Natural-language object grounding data
☆ ☆ ☆ ☆ ☆
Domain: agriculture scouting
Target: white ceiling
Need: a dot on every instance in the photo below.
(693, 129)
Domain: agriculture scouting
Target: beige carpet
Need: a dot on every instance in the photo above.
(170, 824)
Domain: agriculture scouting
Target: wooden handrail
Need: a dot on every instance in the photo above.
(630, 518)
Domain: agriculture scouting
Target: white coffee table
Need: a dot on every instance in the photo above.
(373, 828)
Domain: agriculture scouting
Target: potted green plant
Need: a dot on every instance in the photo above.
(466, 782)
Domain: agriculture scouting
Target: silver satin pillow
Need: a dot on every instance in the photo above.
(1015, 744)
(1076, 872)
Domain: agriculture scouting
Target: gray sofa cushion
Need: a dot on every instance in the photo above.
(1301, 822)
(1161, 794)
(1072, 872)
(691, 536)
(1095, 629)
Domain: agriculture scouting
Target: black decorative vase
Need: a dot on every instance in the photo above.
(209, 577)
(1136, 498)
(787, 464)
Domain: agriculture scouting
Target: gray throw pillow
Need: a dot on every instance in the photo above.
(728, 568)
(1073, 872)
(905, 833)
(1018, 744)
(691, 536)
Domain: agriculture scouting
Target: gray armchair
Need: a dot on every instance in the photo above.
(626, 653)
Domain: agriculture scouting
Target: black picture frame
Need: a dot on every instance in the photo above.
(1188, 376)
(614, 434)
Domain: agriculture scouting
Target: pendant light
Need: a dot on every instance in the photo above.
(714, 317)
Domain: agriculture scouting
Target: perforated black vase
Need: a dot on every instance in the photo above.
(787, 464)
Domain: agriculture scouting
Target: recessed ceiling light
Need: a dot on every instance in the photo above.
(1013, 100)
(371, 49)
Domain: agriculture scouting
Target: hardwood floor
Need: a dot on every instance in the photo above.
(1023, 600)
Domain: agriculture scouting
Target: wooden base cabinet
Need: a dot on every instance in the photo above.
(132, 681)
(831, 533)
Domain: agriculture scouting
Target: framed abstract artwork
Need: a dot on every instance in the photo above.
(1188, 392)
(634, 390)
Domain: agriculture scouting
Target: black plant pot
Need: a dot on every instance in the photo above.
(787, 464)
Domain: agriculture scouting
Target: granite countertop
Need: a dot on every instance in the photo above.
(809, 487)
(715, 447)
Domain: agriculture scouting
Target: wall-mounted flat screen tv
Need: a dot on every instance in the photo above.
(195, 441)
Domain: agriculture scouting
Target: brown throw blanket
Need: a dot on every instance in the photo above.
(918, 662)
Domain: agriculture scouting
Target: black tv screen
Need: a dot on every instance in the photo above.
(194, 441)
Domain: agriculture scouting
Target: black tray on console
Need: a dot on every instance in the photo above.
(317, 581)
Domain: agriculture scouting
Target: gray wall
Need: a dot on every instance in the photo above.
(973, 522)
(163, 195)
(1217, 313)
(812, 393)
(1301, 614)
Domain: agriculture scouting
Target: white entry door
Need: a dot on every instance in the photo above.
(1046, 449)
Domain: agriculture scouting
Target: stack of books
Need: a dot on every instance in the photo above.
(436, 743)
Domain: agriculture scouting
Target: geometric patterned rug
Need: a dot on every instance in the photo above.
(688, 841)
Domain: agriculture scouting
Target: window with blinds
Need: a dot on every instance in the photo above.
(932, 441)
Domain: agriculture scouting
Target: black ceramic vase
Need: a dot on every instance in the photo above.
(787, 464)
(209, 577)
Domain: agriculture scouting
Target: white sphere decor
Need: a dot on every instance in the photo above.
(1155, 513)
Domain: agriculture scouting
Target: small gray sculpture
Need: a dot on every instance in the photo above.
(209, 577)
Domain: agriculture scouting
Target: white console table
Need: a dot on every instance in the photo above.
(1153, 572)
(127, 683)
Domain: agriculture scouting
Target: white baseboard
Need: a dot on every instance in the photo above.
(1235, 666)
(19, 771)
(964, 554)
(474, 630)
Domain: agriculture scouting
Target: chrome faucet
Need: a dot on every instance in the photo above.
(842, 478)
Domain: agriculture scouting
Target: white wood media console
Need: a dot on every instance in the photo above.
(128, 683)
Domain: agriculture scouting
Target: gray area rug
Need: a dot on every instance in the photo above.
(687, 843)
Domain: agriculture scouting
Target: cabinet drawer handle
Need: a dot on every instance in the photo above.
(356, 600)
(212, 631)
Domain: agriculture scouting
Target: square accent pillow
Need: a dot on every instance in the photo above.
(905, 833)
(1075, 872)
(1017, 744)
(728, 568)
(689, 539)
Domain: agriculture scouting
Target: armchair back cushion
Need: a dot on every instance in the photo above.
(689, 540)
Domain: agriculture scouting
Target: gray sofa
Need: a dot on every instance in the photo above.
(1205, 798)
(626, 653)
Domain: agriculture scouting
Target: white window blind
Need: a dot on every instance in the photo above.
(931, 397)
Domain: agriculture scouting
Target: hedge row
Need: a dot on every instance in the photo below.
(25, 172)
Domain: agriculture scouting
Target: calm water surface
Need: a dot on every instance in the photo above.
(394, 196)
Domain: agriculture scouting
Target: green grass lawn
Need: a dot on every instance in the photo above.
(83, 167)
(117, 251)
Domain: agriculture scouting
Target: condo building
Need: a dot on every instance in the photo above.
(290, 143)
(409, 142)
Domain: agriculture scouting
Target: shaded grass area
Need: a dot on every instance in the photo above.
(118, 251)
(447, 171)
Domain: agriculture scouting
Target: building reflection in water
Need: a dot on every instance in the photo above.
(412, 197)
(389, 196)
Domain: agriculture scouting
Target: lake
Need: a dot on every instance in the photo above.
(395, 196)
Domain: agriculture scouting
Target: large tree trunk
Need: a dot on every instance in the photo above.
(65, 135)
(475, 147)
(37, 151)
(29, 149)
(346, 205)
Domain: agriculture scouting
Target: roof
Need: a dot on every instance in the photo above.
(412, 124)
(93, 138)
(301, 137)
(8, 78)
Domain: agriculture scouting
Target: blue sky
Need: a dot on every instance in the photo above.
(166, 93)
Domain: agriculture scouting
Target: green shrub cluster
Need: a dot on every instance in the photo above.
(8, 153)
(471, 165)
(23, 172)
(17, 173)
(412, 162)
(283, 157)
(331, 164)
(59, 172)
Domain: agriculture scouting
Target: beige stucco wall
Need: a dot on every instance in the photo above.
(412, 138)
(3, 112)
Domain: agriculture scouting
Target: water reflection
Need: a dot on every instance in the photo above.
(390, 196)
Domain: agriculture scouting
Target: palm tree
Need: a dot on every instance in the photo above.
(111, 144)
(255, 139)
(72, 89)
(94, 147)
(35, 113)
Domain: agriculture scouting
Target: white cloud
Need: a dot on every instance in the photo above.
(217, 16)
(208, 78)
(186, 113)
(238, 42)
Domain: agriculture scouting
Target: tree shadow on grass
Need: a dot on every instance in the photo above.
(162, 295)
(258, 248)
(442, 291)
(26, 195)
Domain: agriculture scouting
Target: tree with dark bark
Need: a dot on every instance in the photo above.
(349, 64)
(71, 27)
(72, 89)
☆ ☆ ☆ ☆ ☆
◆ Activity ◆
Copy out every entry, keeping each line exactly as it is.

◆ Response below ◆
Domain: agriculture scouting
Target: white ceiling
Need: a dot on every instance in the photo below.
(693, 129)
Domain: agriculture scouting
Target: beige carpet
Need: a dot on every instance in the photo above.
(170, 824)
Domain: agriculture scouting
Target: wooden handrail
Need: a dot on every instance in the photo above.
(630, 518)
Domain: agriculture scouting
Target: white coffee table
Need: a dot on every instance in the photo above.
(373, 828)
Domain: agriculture scouting
Target: potted green plant
Need: a dot on every instance in the photo above.
(466, 782)
Domain: agriculture scouting
Target: silver satin pillow
Need: a dot on every instance in the photo above.
(1015, 744)
(1076, 872)
Domain: agriculture scouting
Target: gray sofa cushion
Need: a dot on every instance in the photo above.
(1301, 822)
(1161, 794)
(1072, 872)
(691, 536)
(1095, 629)
Domain: agriculture scouting
Target: black decorative vase
Need: a dot on every instance in the photo above.
(209, 577)
(1136, 498)
(787, 464)
Domain: agriculture scouting
Target: gray throw pillow
Need: a dot on every instance in the photo above.
(728, 568)
(1073, 872)
(905, 833)
(1018, 744)
(691, 536)
Domain: agriculture scouting
Target: gray armchair
Need: a dot on every instance in the photo above.
(626, 653)
Domain: agriculture scouting
Target: black picture frame
Need: a dot on every instance in the photo above.
(1188, 376)
(614, 434)
Domain: agriculture scouting
Target: pendant light
Need: a dot on every instance in the photo above.
(714, 317)
Domain: agriculture scouting
Target: perforated black vase
Need: a dot on every instance in the photo above.
(787, 464)
Domain: agriculture scouting
Target: recessed ceiling light
Need: a dot on every instance in the photo above.
(1013, 100)
(371, 49)
Domain: agriculture scouting
Target: hardwood floor
Need: a dot on every instance in the photo above.
(1023, 600)
Domain: agriculture scouting
Target: wooden base cabinet
Need: a dot on every instance in the photo above.
(132, 681)
(831, 533)
Domain: agriculture scouting
Target: framed abstract artwork
Need: a dot on every instance in the photo above.
(1188, 392)
(634, 390)
Domain: agriculture scouting
Target: black plant pot
Need: a dot on every instance in the photo above.
(787, 464)
Domain: agriculture scouting
Target: granite countertop
Need: a dot on every instance in the photo above.
(809, 487)
(715, 447)
Domain: agriculture scouting
Target: wall-mounted flat screen tv
Need: a dot on every instance in the photo above.
(195, 441)
Domain: agriculture scouting
Target: brown throw blanket
Need: a dot on every instance in the photo above.
(918, 662)
Domain: agriculture scouting
Target: black tv screen
Need: a dot on every instance in the photo above.
(194, 441)
Domain: agriculture scouting
Target: black tray on console
Need: a dot on every instance in the photo above.
(317, 581)
Domain: agriculture scouting
Target: gray wall
Need: a dot on every instance in the photo above.
(973, 522)
(163, 195)
(1217, 313)
(812, 393)
(1301, 614)
Domain: agriculture scouting
Target: white entry door
Need: a dot on every instance in the photo above.
(1046, 449)
Domain: agriculture scouting
Target: stack of books
Need: a dot on every instance in the photo above.
(436, 743)
Domain: agriculture scouting
Target: geometric patterned rug
Need: a dot on every instance in the photo above.
(688, 841)
Domain: agriculture scouting
Target: window with blinds
Need: a dot on every instance in the photo above.
(932, 441)
Domain: agriculture scouting
Target: black ceramic vase
Need: a dot on every instance in the photo above.
(787, 464)
(209, 577)
Domain: agriculture scouting
Target: white sphere decor
Need: a dot on every instance in the photo above.
(1155, 513)
Domain: agriculture scouting
Target: small gray sculpture
Need: a dot on every instance in the photo above.
(209, 577)
Domain: agriculture scouting
Target: white console table
Need: a dot on every instance in the photo above.
(1153, 572)
(127, 683)
Domain: agriculture scouting
Target: white baseboard
Need: a dot on every instance in the photo above.
(1235, 666)
(19, 771)
(964, 554)
(474, 630)
Domain: agriculture scouting
Target: chrome faucet
Need: a dot on every instance in the photo above.
(842, 478)
Domain: agriculture scouting
Target: white wood media console
Need: a dot on every instance in the photo above.
(128, 683)
Domain: agriculture scouting
Target: gray area rug
Need: a dot on every instance in the photo above.
(687, 843)
Domain: agriculture scouting
Target: cabinet drawer handle
Need: a dot on every instance in the photo above.
(356, 600)
(212, 631)
Domain: agriculture scouting
Target: square accent pillow
Need: a dot on every instance in the photo above.
(905, 833)
(1075, 872)
(1017, 744)
(728, 568)
(689, 539)
Domain: agriculture scouting
Target: armchair back cushion
Need: a dot on every instance in the photo above.
(689, 540)
Domain: agriculture scouting
Target: gray sofa
Need: a dot on every instance in the photo above.
(1205, 798)
(626, 653)
Domain: agriculture scouting
Target: white window blind
Need: a dot on every instance in the photo above.
(931, 397)
Domain: agriculture scouting
Target: hedge row
Need: a dot on every instance in the photo below.
(25, 172)
Domain: agriculture scouting
Target: calm water surface
Need: a dot on every instance in the photo above.
(394, 196)
Domain: agriculture scouting
Target: green grass lawn
Need: a dot on every instance in the photo above.
(83, 167)
(117, 251)
Domain: agriculture scouting
Target: condo building
Need: a dot on every instance in the photo above.
(290, 143)
(409, 142)
Domain: agriculture scouting
Target: shaded grass area
Need: a dot on every instance in the photo above.
(118, 251)
(447, 171)
Domain: agriculture scouting
Target: building reflection in water
Need: a dot on every instance in the photo above.
(412, 197)
(389, 196)
Domain: agriculture scouting
Target: lake
Need: a dot on every instance in the photo above.
(395, 196)
Domain: agriculture scouting
Target: large tree trunk
Need: a dot on every instance in the photo above.
(65, 135)
(475, 147)
(37, 151)
(29, 149)
(346, 205)
Domain: agriculture scouting
Target: roof
Need: a dot on every instance in the photo above.
(412, 124)
(93, 138)
(301, 137)
(8, 78)
Domain: agriculture scouting
Target: blue sky
Need: a dot on every instance in the photo above.
(166, 93)
Domain: agriculture scouting
Target: green shrub cluster
Need: a dot on every instance in the photo above.
(8, 153)
(471, 165)
(23, 172)
(17, 173)
(412, 162)
(283, 157)
(331, 164)
(59, 172)
Domain: agriculture scouting
Target: beige stucco wall
Need: a dot on every instance in the photo above.
(412, 138)
(3, 112)
Domain: agriculture scouting
Target: water reflection
Need: a dot on every instance in the photo above.
(390, 196)
Domain: agriculture scouting
Target: palm tree
Need: a dot on every instance in the photo above.
(111, 144)
(255, 139)
(72, 89)
(94, 147)
(35, 113)
Domain: agriculture scouting
Target: white cloud
Need: a dot on every instance in the photo above.
(217, 16)
(208, 78)
(186, 113)
(238, 42)
Domain: agriculture scouting
Target: tree shadow on grass
Need: a dot on every instance in the photo above.
(162, 295)
(258, 248)
(442, 291)
(26, 195)
Domain: agriculture scouting
Target: tree with dark bark
Need: a dot on every instance in the photo above.
(349, 64)
(71, 27)
(72, 89)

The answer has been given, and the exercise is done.